— START OF Material supplied —

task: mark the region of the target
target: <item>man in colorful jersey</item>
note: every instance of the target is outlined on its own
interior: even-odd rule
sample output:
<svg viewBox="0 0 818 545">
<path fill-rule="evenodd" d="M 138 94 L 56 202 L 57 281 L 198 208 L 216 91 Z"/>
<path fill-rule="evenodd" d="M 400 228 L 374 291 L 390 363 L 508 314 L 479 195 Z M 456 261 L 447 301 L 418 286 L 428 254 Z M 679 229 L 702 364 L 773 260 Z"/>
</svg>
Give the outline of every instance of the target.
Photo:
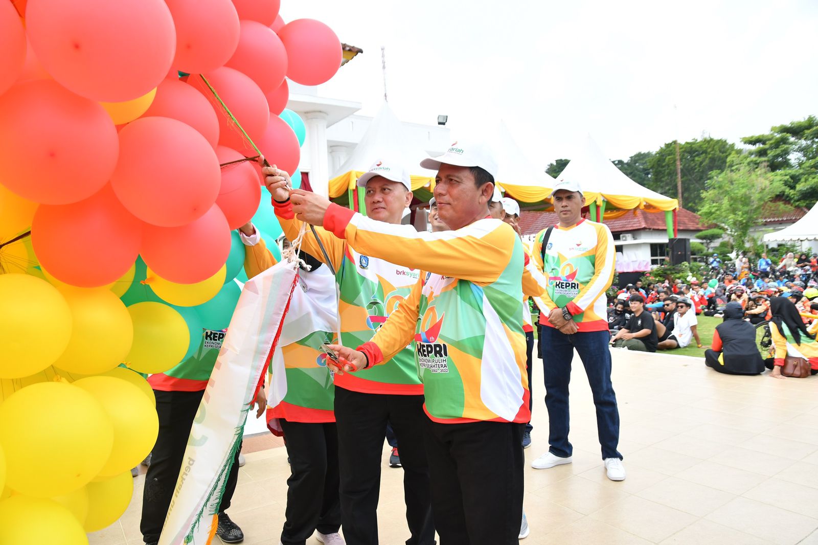
<svg viewBox="0 0 818 545">
<path fill-rule="evenodd" d="M 286 173 L 264 169 L 276 215 L 285 234 L 294 240 L 302 222 L 293 214 Z M 414 233 L 401 225 L 404 209 L 411 202 L 408 172 L 402 165 L 379 160 L 357 181 L 365 191 L 366 213 L 400 232 Z M 311 193 L 312 194 L 312 193 Z M 340 294 L 341 343 L 357 346 L 372 338 L 387 317 L 402 304 L 420 272 L 395 264 L 371 252 L 358 252 L 332 232 L 317 229 L 333 268 Z M 302 249 L 326 258 L 308 230 Z M 335 421 L 344 535 L 350 545 L 378 543 L 377 507 L 380 491 L 380 455 L 389 421 L 400 444 L 408 545 L 432 545 L 434 525 L 429 507 L 429 466 L 424 449 L 423 385 L 415 364 L 414 345 L 407 341 L 392 354 L 391 365 L 368 369 L 357 376 L 335 374 Z"/>
<path fill-rule="evenodd" d="M 347 371 L 366 372 L 395 367 L 390 358 L 415 341 L 441 543 L 516 544 L 520 444 L 530 414 L 523 244 L 509 225 L 488 217 L 497 163 L 485 146 L 455 142 L 421 166 L 438 169 L 435 201 L 453 231 L 401 230 L 301 191 L 292 194 L 294 210 L 358 251 L 423 271 L 361 351 L 334 348 L 348 360 Z"/>
<path fill-rule="evenodd" d="M 252 236 L 241 237 L 247 246 L 245 270 L 249 278 L 276 264 L 276 259 L 258 232 L 254 227 L 254 231 Z M 281 386 L 286 393 L 283 399 L 270 399 L 267 414 L 270 430 L 277 435 L 284 433 L 290 458 L 281 543 L 304 545 L 317 530 L 317 538 L 322 543 L 344 545 L 339 534 L 341 507 L 335 462 L 338 431 L 333 412 L 335 386 L 326 367 L 326 354 L 321 350 L 321 344 L 332 340 L 332 333 L 321 328 L 331 330 L 328 325 L 338 319 L 335 279 L 326 266 L 312 255 L 301 252 L 299 258 L 309 265 L 309 269 L 302 266 L 299 271 L 298 286 L 285 318 L 281 340 L 283 342 L 285 333 L 290 340 L 304 336 L 284 345 L 273 356 L 274 360 L 284 360 L 284 381 L 272 376 L 271 364 L 272 395 L 280 392 Z M 315 309 L 316 305 L 322 308 Z M 295 322 L 289 323 L 290 319 Z M 320 323 L 325 325 L 321 327 Z M 293 336 L 290 328 L 298 328 L 297 336 Z"/>
<path fill-rule="evenodd" d="M 606 225 L 582 218 L 585 197 L 575 181 L 560 179 L 549 196 L 553 197 L 559 223 L 537 236 L 534 259 L 548 278 L 547 293 L 542 297 L 548 313 L 540 316 L 540 345 L 551 446 L 532 466 L 546 469 L 571 462 L 568 397 L 576 349 L 596 406 L 608 478 L 622 480 L 625 470 L 617 450 L 619 411 L 611 384 L 610 335 L 605 318 L 605 291 L 614 278 L 614 238 Z"/>
<path fill-rule="evenodd" d="M 247 231 L 251 227 L 248 223 L 242 226 L 241 230 Z M 245 264 L 246 266 L 249 263 L 245 261 Z M 139 525 L 142 538 L 148 545 L 158 543 L 162 533 L 182 468 L 191 426 L 210 380 L 226 331 L 203 330 L 199 349 L 192 356 L 164 373 L 148 377 L 148 383 L 156 397 L 156 414 L 160 425 L 156 443 L 151 453 L 151 464 L 145 475 L 142 515 Z M 256 402 L 258 403 L 257 416 L 260 417 L 266 404 L 263 388 L 259 390 Z M 216 534 L 226 543 L 239 543 L 244 539 L 241 529 L 225 512 L 230 507 L 238 480 L 240 452 L 240 448 L 236 453 L 218 511 Z"/>
</svg>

— END OF Material supplied —

_Given exercise:_
Copy the records exactly. Skip the pictures.

_Correct answer:_
task: mark the region of the target
target: <item>man in colorful jersey</item>
note: every instance of the target is outlined on its own
interior: even-odd rule
sample output:
<svg viewBox="0 0 818 545">
<path fill-rule="evenodd" d="M 138 94 L 56 202 L 57 281 L 198 208 L 216 91 Z"/>
<path fill-rule="evenodd" d="M 400 228 L 374 291 L 390 363 L 508 314 L 479 195 Z M 456 261 L 447 301 L 418 286 L 428 254 Z M 679 229 L 702 364 L 773 260 Z"/>
</svg>
Give the outline of every instance of the target.
Photo:
<svg viewBox="0 0 818 545">
<path fill-rule="evenodd" d="M 286 173 L 264 169 L 276 215 L 285 234 L 294 240 L 302 222 L 293 214 Z M 414 233 L 401 225 L 404 209 L 411 202 L 408 172 L 402 165 L 379 160 L 357 181 L 365 191 L 366 213 L 400 232 Z M 311 193 L 312 194 L 312 193 Z M 340 294 L 341 343 L 357 346 L 372 338 L 387 317 L 402 304 L 420 272 L 395 264 L 371 252 L 358 252 L 332 232 L 317 229 L 333 268 Z M 302 249 L 326 258 L 308 230 Z M 335 421 L 344 535 L 350 545 L 378 543 L 377 507 L 380 491 L 380 455 L 389 421 L 400 444 L 408 545 L 432 545 L 434 525 L 429 507 L 429 466 L 424 449 L 423 385 L 415 364 L 414 345 L 407 341 L 392 354 L 391 365 L 368 369 L 357 376 L 335 374 Z"/>
<path fill-rule="evenodd" d="M 347 371 L 366 372 L 395 367 L 390 358 L 415 341 L 441 543 L 516 544 L 520 444 L 530 414 L 523 244 L 509 225 L 488 217 L 497 163 L 485 146 L 455 142 L 421 166 L 438 169 L 435 201 L 453 231 L 401 230 L 301 191 L 292 194 L 294 210 L 358 251 L 423 271 L 361 351 L 334 348 L 348 360 Z"/>
<path fill-rule="evenodd" d="M 252 236 L 241 237 L 247 246 L 245 270 L 249 278 L 276 264 L 276 259 L 258 232 L 254 227 L 254 231 Z M 281 386 L 286 393 L 283 399 L 270 399 L 267 414 L 270 430 L 277 435 L 284 433 L 290 458 L 281 543 L 304 545 L 317 530 L 317 538 L 322 543 L 344 545 L 339 534 L 341 507 L 335 462 L 338 431 L 333 412 L 335 386 L 326 367 L 326 354 L 321 350 L 321 344 L 332 340 L 332 333 L 321 328 L 331 330 L 328 325 L 338 319 L 335 279 L 326 266 L 312 255 L 301 252 L 299 258 L 309 265 L 309 269 L 302 266 L 299 271 L 298 286 L 285 318 L 281 340 L 283 342 L 285 333 L 290 340 L 304 336 L 284 345 L 273 356 L 274 360 L 284 360 L 284 381 L 272 376 L 271 364 L 272 395 L 280 392 Z M 315 309 L 316 305 L 322 308 Z M 295 322 L 289 323 L 290 319 Z M 320 323 L 325 325 L 321 327 Z M 293 336 L 290 328 L 298 328 L 297 336 Z"/>
<path fill-rule="evenodd" d="M 606 225 L 582 218 L 585 197 L 575 181 L 560 179 L 549 196 L 553 197 L 559 223 L 537 236 L 534 259 L 548 278 L 547 293 L 542 297 L 548 313 L 540 316 L 540 345 L 551 446 L 532 466 L 546 469 L 571 462 L 568 397 L 576 349 L 596 406 L 608 478 L 622 480 L 625 470 L 617 450 L 619 411 L 611 384 L 610 335 L 605 318 L 605 291 L 614 278 L 614 238 Z"/>
<path fill-rule="evenodd" d="M 247 231 L 251 227 L 248 223 L 242 226 L 241 230 Z M 245 264 L 246 266 L 249 263 L 245 261 Z M 139 525 L 142 538 L 148 545 L 158 543 L 162 533 L 182 468 L 191 426 L 210 380 L 226 331 L 203 330 L 199 349 L 192 356 L 164 373 L 148 377 L 148 383 L 156 397 L 156 414 L 160 425 L 156 443 L 151 453 L 151 464 L 145 475 L 142 515 Z M 256 402 L 258 403 L 257 416 L 260 417 L 266 404 L 263 388 L 259 390 Z M 216 534 L 226 543 L 239 543 L 244 539 L 241 529 L 225 512 L 230 507 L 238 480 L 240 452 L 240 448 L 236 453 L 218 511 Z"/>
</svg>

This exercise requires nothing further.